提供テキスト:
故・米原万里さんのエッセイはどれも切れ味がよくて好きで、何冊も読んでいる。とくに、彼女が育った東欧・ロシアの文化について、また、彼女の生業であった通訳業に関するエピソードは、どれも秀逸だと思う。このエッセイは、そんな彼女の食べ物に関するエピソードを集めたものだ。
タイトルになっている「旅行者の朝食」は、旧ソビエト時代に実在した劇的にマズイ缶詰の名前らしい。なんでも、「穀物系のでんぷん質と蒸し煮した何かの肉をペースト状にして合わせたもので、素材に何を使っているのか言い当てられない代物」らしい。ぐえっ。

データ行:
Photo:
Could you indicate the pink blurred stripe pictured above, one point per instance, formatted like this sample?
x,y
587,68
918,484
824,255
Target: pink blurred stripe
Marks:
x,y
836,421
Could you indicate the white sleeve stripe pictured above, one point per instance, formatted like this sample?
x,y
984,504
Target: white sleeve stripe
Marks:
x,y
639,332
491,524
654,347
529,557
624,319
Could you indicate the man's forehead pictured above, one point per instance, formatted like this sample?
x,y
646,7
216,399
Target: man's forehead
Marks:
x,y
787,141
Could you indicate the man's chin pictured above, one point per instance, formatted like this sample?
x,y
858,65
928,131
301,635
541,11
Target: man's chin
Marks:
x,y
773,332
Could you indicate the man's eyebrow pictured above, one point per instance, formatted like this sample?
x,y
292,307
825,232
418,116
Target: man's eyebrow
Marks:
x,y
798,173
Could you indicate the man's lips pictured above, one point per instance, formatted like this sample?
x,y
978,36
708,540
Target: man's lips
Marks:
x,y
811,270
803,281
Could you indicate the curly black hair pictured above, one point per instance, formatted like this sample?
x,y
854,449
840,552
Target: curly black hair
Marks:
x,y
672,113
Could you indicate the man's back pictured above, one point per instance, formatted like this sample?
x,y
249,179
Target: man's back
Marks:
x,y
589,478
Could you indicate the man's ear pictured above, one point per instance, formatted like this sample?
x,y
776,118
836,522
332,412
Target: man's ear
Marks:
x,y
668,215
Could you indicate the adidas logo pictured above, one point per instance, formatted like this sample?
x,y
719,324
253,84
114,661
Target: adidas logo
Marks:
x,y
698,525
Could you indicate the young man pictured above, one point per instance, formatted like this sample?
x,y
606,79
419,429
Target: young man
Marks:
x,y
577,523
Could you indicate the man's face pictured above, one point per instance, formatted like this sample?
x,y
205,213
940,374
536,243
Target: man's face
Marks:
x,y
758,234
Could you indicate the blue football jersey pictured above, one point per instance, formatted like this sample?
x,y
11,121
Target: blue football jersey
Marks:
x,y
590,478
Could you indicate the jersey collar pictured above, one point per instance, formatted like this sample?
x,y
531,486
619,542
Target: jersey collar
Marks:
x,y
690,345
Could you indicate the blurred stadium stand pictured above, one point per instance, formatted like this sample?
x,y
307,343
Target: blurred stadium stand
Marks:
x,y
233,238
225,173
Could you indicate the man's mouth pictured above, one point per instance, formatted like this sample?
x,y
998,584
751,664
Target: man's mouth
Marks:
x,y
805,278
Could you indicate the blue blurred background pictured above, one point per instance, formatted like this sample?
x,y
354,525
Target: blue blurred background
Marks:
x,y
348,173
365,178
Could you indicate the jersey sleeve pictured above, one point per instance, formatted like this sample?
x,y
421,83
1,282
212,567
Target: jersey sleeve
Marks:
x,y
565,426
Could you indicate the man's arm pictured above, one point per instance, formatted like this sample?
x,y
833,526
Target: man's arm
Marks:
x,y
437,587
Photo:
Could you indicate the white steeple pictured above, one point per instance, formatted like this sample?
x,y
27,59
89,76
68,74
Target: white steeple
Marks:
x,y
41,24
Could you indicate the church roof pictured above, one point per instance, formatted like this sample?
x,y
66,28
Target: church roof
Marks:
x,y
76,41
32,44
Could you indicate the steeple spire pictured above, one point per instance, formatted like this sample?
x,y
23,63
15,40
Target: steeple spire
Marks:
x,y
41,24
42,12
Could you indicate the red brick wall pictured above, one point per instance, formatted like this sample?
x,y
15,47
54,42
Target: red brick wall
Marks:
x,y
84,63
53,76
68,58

課題 1:
米原万里のエッセイ紹介文にある「タイトルになっている「旅行者の朝食」は、旧ソビエト時代に実在した劇的にマズイ缶詰の名前らしい。」という一文を英語に訳してください。
課題 2:
米原万里のエッセイ紹介文を「故・米原万里さんのエッセイは」で始まり「れない代物」らしい。ぐえっ。」まで続く範囲で書き出し、その際「缶詰」を「保存食」に入れ替えてください。
課題 3:
米原万里のエッセイ紹介文を、示されている最後の文の後から書き継いでください。
この課題ではレコードを参照する必要はありません。

解答 1:
The title, "Traveler's Breakfast," is apparently the name of a dramatically awful canned food that actually existed in the Soviet era.

解答 2:
故・米原万里さんのエッセイはどれも切れ味がよくて好きで、何冊も読んでいる。とくに、彼女が育った東欧・ロシアの文化について、また、彼女の生業であった通訳業に関するエピソードは、どれも秀逸だと思う。このエッセイは、そんな彼女の食べ物に関するエピソードを集めたものだ。
タイトルになっている「旅行者の朝食」は、旧ソビエト時代に実在した劇的にマズイ保存食の名前らしい。なんでも、「穀物系のでんぷん質と蒸し煮した何かの肉をペースト状にして合わせたもので、素材に何を使っているのか言い当てられない代物」らしい。ぐえっ。

解答 3:
もっとも、エッセイの大部分には、食べ物の美味なる側面がたくさん紹介されている。いろいろな物語に出てくるお菓子や食べ物を米原氏が目ざとく見つけ、その詳細を調べ上げる課程はおもしろい。なかでも一番気になったのは「点子ちゃんとアントン」に出てきた「トルコ蜜飴」というお菓子だ。そもそも、「ちびくろサンボ」に出てきたホットケーキと違って、この物語の中でとくに印象的なお菓子でもなかったと思うが、米原氏は、これが「ハルヴァ」というお菓子であることを突き止めた。「ハルヴァ」は、砂糖やはちみつ、サボンソウの茎根、穀物の粉、アーモンドのナッツ類や香料がふんわりと泡状になって、サクサクっとしながらも、口の中でとろけるような、そんなものらしい。多少彼女の書きっぷりに騙されているかも…と思いつつも、いつか「トルコ蜜飴」を食べてみたいものです。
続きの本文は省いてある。